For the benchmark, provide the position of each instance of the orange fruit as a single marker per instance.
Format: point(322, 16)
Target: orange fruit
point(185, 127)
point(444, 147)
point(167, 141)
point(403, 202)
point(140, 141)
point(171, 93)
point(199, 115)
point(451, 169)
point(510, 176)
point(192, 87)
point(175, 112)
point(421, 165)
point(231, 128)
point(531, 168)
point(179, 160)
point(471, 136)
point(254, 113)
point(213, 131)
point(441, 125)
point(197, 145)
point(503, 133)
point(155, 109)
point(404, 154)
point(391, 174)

**WRITTEN INSTRUCTION:** Write all the lines above as a JSON list of strings, one string per line, leaving out any blank lines.

**EXERCISE ANSWER:**
[
  "For the benchmark, provide the position of each instance of the orange fruit as a single marker per instance.",
  "Format: point(322, 16)",
  "Target: orange fruit",
  "point(185, 127)",
  "point(444, 147)",
  "point(167, 141)",
  "point(403, 202)",
  "point(140, 141)",
  "point(171, 93)",
  "point(199, 115)",
  "point(451, 169)",
  "point(510, 176)",
  "point(192, 87)",
  "point(175, 112)",
  "point(421, 165)",
  "point(231, 128)",
  "point(531, 168)",
  "point(179, 160)",
  "point(471, 136)",
  "point(254, 113)",
  "point(213, 131)",
  "point(441, 125)",
  "point(197, 145)",
  "point(503, 133)",
  "point(155, 109)",
  "point(404, 154)",
  "point(391, 174)"
]